──────── PASSAGE TO READ ────────

Lady Gaga Says Drag Persona Jo Calderone Was How She 'Explored' What She Was Looking for in Men

In an interview with Them, the pop megastar also opened up about why her 2016 album 'Joanne' was "needed" at the time

Lady Gaga attend SNL50: The Anniversary Special on February 16, 2025 in New York City; Singer Lady Gaga dressed as "Jo Calderone", winner of Best Female Video Award and Best Video with a Message Award for "Born This Way" poses in the press room during the 2011 MTV Video Music Awards at Nokia Theatre L.A. LIVE on August 28, 2011 in Los Angeles, California.
Lady Gaga in February 2025; Lady Gaga as Jo Calderone in August 2011. Photo:

Arturo Holmes/Getty; Jason Merritt/Getty

Lady Gaga is retiring her drag persona Jo Calderone, but she appreciates what he taught her.

In an interview with Them, the pop megastar revealed how Jo — the edgy chain-smoking alter ego that was part of her Born This Way era — helped her process how she was feeling about men at the time.

"That was actually kind of a big moment for me as a woman to put all the pent-up fear or anger I had about relationships into one character," said Gaga of the character she debuted in 2011.

Lady Gaga dressed as "Jo Calderone" attends the 28th Annual MTV Video Music Awards
Jo Calderone in August 2011.

 Steve Granitz/WireImage

She continued: ["Yoü and I"] was actually, I think, the first video that I ever did where I played multiple me’s, and I brought that back on Mayhem. But Jo was an important character for me. It’s the way I explored what I was looking for in men, and also what I was maybe lacking in myself."

────────

### WRITTEN TASKS
- 1) Answer these questions using the article about Lady Gaga and Jo Calderone.
(a) In what year did Gaga debut the Jo Calderone character?
(b) Which album released in 2016 does the article mention?
(c) Which video does Gaga call the first in which she played multiple versions of herself?
- 2) Decide whether each statement agrees with the article about Lady Gaga and Jo Calderone. Answer yes or no and quote the words that settle it.
(a) Lady Gaga is retiring the Jo Calderone persona.
(b) Jo Calderone was part of Gaga's Mayhem era.
(c) Gaga says Jo helped her explore what she might have been lacking in herself.
- 3) Write the next few sentences of the article about Lady Gaga's Jo Calderone persona, picking up after its final quotation.

──────── DATA RECORDS ────────

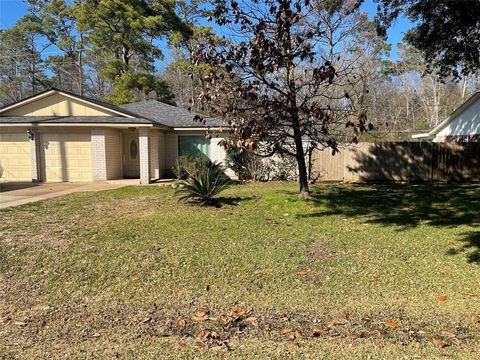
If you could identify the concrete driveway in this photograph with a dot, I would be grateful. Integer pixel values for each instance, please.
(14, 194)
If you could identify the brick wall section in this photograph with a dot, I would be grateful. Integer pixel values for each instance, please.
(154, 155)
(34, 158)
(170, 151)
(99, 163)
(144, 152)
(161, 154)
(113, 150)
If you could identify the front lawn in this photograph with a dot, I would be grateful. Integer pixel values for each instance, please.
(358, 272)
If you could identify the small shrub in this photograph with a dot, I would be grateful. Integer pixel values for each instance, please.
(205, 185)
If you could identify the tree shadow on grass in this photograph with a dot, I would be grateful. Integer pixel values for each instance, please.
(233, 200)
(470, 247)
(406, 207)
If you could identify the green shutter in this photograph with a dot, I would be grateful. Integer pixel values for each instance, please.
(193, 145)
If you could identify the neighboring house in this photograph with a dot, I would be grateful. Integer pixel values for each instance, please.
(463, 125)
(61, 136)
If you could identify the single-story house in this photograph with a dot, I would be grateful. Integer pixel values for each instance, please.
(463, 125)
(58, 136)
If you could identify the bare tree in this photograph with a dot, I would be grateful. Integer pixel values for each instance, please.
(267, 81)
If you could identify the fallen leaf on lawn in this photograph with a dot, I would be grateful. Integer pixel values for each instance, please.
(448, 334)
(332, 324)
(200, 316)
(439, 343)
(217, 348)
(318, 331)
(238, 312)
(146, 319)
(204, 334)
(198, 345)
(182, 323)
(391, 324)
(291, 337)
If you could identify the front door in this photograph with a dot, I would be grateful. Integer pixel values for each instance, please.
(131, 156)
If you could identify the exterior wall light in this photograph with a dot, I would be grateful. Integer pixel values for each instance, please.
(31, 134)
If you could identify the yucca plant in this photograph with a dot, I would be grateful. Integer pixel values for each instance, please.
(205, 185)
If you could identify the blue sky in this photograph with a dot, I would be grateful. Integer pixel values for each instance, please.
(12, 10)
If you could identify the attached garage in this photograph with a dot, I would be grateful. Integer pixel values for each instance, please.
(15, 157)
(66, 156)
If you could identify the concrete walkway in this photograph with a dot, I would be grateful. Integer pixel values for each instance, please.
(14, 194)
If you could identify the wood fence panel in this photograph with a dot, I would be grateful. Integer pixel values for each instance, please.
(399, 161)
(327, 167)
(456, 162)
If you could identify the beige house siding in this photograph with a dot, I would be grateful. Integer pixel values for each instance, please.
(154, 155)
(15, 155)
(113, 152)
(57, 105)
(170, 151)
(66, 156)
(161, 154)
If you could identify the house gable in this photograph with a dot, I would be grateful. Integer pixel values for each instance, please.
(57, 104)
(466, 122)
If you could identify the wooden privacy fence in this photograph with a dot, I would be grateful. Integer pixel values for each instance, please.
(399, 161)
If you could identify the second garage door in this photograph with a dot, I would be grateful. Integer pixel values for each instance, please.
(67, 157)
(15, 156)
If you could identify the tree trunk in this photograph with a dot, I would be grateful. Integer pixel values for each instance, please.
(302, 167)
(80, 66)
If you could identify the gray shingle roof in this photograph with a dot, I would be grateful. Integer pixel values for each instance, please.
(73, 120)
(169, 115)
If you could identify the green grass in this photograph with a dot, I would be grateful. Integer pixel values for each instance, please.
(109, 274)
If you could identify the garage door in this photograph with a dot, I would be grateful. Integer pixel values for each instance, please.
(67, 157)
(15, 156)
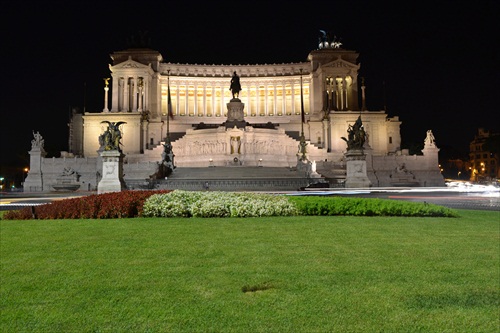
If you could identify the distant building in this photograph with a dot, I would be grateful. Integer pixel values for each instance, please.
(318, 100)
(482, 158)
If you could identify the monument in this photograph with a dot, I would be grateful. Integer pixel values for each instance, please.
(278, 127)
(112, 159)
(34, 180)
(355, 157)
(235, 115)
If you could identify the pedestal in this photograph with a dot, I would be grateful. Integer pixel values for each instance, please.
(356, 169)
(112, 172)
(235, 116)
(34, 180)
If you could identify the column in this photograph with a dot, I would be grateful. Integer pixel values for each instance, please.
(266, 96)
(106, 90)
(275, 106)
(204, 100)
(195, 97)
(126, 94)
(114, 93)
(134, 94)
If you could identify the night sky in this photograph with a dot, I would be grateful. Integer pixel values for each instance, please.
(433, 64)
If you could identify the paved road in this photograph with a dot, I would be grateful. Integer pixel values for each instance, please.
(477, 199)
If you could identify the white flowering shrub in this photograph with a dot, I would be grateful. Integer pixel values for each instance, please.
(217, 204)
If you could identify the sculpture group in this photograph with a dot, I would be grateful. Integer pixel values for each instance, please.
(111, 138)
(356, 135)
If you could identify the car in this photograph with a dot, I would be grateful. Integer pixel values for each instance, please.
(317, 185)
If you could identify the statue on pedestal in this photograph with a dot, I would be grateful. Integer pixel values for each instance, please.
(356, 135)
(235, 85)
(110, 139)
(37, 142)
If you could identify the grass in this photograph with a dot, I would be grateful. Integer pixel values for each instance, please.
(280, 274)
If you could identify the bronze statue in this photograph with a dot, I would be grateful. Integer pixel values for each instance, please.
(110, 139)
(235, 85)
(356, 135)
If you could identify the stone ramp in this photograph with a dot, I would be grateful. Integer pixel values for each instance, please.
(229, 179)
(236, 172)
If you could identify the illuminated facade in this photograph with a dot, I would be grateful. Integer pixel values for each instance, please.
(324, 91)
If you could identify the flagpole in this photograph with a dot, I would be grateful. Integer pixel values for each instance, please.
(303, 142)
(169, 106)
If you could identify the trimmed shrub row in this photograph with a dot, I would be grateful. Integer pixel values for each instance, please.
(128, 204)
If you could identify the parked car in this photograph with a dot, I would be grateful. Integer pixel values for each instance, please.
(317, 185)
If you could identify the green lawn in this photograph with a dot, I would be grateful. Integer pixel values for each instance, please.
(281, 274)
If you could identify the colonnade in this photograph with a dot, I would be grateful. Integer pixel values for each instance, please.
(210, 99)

────────
──────── DATA RECORDS ────────

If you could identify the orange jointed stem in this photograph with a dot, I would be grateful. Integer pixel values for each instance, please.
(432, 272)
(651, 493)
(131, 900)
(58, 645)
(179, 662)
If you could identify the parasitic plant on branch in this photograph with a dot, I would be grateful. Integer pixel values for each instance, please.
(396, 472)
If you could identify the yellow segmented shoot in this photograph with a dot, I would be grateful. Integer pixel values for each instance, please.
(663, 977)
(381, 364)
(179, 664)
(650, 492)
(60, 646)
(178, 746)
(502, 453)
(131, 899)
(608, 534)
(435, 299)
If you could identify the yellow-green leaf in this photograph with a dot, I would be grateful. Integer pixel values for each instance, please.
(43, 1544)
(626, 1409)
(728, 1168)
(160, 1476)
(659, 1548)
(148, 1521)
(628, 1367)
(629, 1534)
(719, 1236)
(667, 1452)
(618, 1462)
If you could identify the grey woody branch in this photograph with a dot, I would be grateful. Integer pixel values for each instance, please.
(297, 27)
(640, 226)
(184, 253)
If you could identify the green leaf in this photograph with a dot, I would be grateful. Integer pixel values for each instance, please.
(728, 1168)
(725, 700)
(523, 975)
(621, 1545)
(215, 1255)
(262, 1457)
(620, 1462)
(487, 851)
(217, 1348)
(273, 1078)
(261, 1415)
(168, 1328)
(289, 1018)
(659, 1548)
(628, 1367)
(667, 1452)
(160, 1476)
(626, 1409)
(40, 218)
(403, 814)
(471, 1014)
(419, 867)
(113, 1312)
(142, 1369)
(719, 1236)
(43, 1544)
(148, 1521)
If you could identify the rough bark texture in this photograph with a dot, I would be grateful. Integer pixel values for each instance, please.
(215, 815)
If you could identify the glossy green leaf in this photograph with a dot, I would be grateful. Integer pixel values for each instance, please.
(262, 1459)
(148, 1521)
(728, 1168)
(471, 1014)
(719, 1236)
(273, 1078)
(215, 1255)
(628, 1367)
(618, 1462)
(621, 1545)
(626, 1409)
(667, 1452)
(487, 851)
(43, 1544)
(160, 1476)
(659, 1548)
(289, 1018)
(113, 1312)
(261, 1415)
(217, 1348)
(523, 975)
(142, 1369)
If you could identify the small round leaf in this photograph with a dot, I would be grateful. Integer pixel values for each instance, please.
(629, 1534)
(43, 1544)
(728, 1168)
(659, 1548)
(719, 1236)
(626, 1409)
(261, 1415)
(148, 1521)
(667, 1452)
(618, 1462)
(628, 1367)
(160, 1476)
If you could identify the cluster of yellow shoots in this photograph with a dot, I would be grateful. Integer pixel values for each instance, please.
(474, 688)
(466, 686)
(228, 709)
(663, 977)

────────
──────── DATA RECORDS ────────

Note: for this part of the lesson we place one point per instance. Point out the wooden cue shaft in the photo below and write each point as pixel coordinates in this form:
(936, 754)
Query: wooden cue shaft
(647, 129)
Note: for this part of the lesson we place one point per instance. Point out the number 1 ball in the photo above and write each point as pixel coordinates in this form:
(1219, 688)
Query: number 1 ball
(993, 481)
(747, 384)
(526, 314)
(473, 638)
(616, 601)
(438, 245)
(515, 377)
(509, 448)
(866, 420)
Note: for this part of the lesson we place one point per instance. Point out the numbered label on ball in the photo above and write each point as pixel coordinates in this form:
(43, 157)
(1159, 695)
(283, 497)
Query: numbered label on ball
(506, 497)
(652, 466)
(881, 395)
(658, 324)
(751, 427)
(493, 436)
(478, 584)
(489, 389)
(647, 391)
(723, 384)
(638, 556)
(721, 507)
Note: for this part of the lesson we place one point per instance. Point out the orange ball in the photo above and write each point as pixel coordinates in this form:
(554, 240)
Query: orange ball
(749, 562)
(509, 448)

────────

### PER-TASK ANSWERS
- 1)
(a) 2011
(b) 'Joanne'
(c) "Yoü and I"

- 2)
(a) Yes: "Lady Gaga is retiring her drag persona Jo Calderone"
(b) No: "part of her Born This Way era"
(c) Yes: "also what I was maybe lacking in myself."

- 3)
Gaga also elaborated on her recent comments that she had retired the drag character, who "is no longer with me."

"But I wish Jo all the best," she added.

Elsewhere in the conversation, Gaga also addressed how much of a departure her 2016 album Joanne was from her forthcoming LP Mayhem.

"I was trying to make a home for myself during Joanne, and it was almost a completely new me," she recalled. "I think that was a hard time for some of my fans, because it felt so different from the 'me' that they knew. But it felt so needed for me."

She continued: "It was like I just wanted to strip everything away. I was living on a farm and making my record like 10 feet from Neil Young at the studio in Shangri-La, and I was working with Mark Ronson, and I got to work with Beck, who’s one of my heroes. I just wanted to understand and get much closer to who I was before it all."

"But in a very strange way, it took me further from myself. My desire to go backwards and look in the rearview mirror was so strong that it made me unwell. It’s so interesting because it’s the most stripped-away that people feel that they’ve ever seen me, but I know how far away from me I was," said Gaga.

The "Bad Romance" hitmaker noted that she's "much more confident and sure of who I am" on Mayhem.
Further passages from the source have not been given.